Recorded data —
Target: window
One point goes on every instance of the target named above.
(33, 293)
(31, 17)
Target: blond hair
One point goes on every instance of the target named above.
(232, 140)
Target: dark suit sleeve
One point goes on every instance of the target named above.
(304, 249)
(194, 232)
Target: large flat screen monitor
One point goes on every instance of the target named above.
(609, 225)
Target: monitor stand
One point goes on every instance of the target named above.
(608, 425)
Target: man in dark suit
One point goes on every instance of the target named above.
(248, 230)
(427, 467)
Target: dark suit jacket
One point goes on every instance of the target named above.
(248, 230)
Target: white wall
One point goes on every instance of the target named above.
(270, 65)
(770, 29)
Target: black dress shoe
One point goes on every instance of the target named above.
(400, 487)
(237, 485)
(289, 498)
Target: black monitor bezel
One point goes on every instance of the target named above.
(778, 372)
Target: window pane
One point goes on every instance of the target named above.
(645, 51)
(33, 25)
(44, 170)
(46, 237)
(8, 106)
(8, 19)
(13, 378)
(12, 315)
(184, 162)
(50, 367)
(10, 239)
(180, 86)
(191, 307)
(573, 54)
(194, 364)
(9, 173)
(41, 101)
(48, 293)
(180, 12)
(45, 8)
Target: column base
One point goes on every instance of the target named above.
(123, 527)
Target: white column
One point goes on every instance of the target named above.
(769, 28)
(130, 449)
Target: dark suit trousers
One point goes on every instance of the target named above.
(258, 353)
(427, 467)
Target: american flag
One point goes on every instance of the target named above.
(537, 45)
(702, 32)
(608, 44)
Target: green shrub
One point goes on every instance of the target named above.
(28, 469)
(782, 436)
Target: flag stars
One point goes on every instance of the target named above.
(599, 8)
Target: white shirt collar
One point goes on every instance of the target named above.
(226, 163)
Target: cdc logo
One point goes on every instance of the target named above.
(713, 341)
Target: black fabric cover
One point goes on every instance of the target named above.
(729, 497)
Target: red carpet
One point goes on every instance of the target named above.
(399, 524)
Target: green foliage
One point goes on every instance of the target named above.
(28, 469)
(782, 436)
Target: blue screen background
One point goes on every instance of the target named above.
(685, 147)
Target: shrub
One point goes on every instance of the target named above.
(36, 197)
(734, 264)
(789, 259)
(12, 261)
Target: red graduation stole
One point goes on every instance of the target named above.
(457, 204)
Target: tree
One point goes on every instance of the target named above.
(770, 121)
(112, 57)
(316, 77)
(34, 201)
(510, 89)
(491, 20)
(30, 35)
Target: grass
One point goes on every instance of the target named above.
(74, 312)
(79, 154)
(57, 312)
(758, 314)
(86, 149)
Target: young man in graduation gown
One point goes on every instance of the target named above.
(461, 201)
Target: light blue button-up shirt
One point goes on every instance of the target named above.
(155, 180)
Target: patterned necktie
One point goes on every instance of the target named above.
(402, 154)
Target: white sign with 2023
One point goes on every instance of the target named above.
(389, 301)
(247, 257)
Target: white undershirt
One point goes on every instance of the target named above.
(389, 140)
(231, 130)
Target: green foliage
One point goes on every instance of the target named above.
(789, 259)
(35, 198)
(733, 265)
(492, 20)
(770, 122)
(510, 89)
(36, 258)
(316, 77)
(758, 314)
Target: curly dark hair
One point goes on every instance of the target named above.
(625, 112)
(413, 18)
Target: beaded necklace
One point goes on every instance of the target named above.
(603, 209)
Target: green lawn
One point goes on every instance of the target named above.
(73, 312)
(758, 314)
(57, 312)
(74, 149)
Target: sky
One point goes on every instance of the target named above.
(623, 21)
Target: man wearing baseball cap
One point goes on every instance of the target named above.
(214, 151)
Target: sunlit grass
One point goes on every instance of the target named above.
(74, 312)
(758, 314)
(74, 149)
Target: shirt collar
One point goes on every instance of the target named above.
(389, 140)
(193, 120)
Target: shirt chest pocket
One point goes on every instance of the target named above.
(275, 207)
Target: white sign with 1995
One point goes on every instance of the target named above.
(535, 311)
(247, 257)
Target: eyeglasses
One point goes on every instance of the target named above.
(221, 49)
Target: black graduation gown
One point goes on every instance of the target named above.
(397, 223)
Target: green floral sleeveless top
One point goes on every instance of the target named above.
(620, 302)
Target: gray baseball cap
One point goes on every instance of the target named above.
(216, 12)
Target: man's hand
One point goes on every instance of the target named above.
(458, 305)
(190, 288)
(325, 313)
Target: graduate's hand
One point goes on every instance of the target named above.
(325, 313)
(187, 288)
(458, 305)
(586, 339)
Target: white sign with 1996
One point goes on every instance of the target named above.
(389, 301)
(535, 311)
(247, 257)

Problem statement —
Rewrite all the entries above, replacing "instance" with "occurrence" wherever it appears and leaving everything else unchanged.

Task result —
Target: window
One point goes on every occurrence of the target named above.
(33, 293)
(31, 17)
Target: blond hair
One point goes on every occurrence of the target named above.
(232, 140)
Target: dark suit sleeve
One point goes on every occurrence of the target named above.
(304, 249)
(194, 232)
Target: large flat screen monitor
One point goes on every occurrence of the target named above.
(609, 225)
Target: monitor stand
One point goes on every occurrence of the target named above.
(608, 425)
Target: man in dark suit
One point goes on every occurrence of the target named above.
(248, 230)
(427, 467)
Target: dark suit jacket
One point goes on every occurrence of the target named above.
(248, 230)
Target: white wall
One point goes on every occurrence of the target named above.
(270, 65)
(770, 29)
Target: black dress shoe
One point goes on every occurrence of the target named above.
(400, 487)
(237, 485)
(289, 498)
Target: black monitor bezel
One point goes on every occurrence of the target named above.
(778, 372)
Target: window pane
One point goes on every occurrence of the target named above.
(645, 51)
(33, 25)
(44, 170)
(46, 237)
(8, 106)
(8, 19)
(13, 378)
(12, 315)
(184, 162)
(50, 367)
(10, 239)
(180, 86)
(191, 307)
(573, 54)
(194, 364)
(9, 173)
(41, 101)
(48, 293)
(180, 12)
(45, 8)
Target: column base
One point goes on every occurrence of the target named above.
(123, 527)
Target: white column
One point goes on every occurrence of the target named above.
(769, 28)
(130, 449)
Target: dark suit trousers
One point goes on every occurrence of the target named above.
(258, 353)
(427, 467)
Target: american flag
One point goes on every occurrence of the target named above.
(537, 45)
(702, 32)
(608, 44)
Target: green shrub
One point goes on every occurrence of the target named above.
(28, 469)
(782, 436)
Target: flag stars
One point goes on every occurrence of the target named above.
(599, 8)
Target: white shirt collar
One point goes on every occurrence of the target named above.
(226, 163)
Target: cdc logo
One point goes on every occurrence of the target named above.
(713, 341)
Target: black fabric cover
One point goes on every occurrence of the target named above.
(729, 497)
Target: red carpet
One point goes on every occurrence of the target named above.
(399, 524)
Target: green foliage
One point goes on every occurrence of the target named above.
(28, 469)
(782, 436)
Target: blue screen background
One point goes on every occurrence of the target named above.
(685, 147)
Target: shrub
One point goes on every occurrence of the target named above.
(36, 197)
(734, 264)
(789, 259)
(12, 261)
Target: red graduation stole
One point goes on every occurrence of the target named above.
(457, 204)
Target: tree
One point goes on every occurrence of the target named above.
(770, 121)
(112, 57)
(316, 77)
(34, 201)
(510, 89)
(491, 20)
(30, 35)
Target: grass
One point goes on every occurrence of the target named above.
(74, 312)
(79, 154)
(57, 312)
(758, 314)
(86, 149)
Target: young man in graduation gown
One point goes on every occurrence of the target named above.
(461, 201)
Target: light blue button-up shirt
One point goes on every occurrence of the target named above.
(155, 180)
Target: patterned necktie
One point goes on every occurrence of the target named above.
(402, 154)
Target: white sign with 2023
One point goes on every occurrence of the target named above.
(389, 301)
(247, 257)
Target: white undershirt
One point goes on every occurrence of the target named above.
(389, 140)
(231, 130)
Target: green foliage
One point goes on every occurrence of the target named above.
(789, 259)
(35, 198)
(733, 265)
(492, 20)
(770, 122)
(510, 89)
(36, 258)
(316, 77)
(758, 314)
Target: curly dark hair
One point goes on every occurrence of the target named above.
(625, 112)
(413, 18)
Target: beaded necklace
One point goes on every occurrence of the target named above.
(603, 209)
Target: green lawn
One point goes on every occurrence of the target named above.
(73, 312)
(758, 314)
(57, 312)
(74, 149)
Target: sky
One point goes on every occurrence of the target named above.
(623, 21)
Target: man wearing baseball cap
One point goes on every occurrence of the target named above.
(214, 151)
Target: sunlit grass
One point goes on every occurrence of the target named above.
(74, 312)
(758, 314)
(74, 149)
Target: shirt collar
One point goes on every occurrence of the target named above.
(389, 140)
(193, 120)
Target: shirt chest pocket
One point goes on every occurrence of the target named above.
(275, 207)
Target: white sign with 1995
One point goes on every occurrence of the target named above.
(535, 311)
(247, 257)
Target: eyeglasses
One point goes on every occurrence of the target named above.
(221, 49)
Target: black graduation gown
One point goes on every occurrence of the target named above.
(397, 223)
Target: green floral sleeveless top
One point goes on every occurrence of the target named above.
(620, 302)
Target: gray baseball cap
One point goes on every occurrence of the target named above.
(216, 12)
Target: man's hand
One point goes on every occurrence of the target named above.
(458, 305)
(190, 288)
(325, 313)
Target: graduate's hand
One point goes on every occurrence of the target named above.
(325, 313)
(187, 288)
(458, 305)
(586, 339)
Target: white sign with 1996
One point goes on every occurrence of the target named above.
(389, 301)
(535, 311)
(247, 257)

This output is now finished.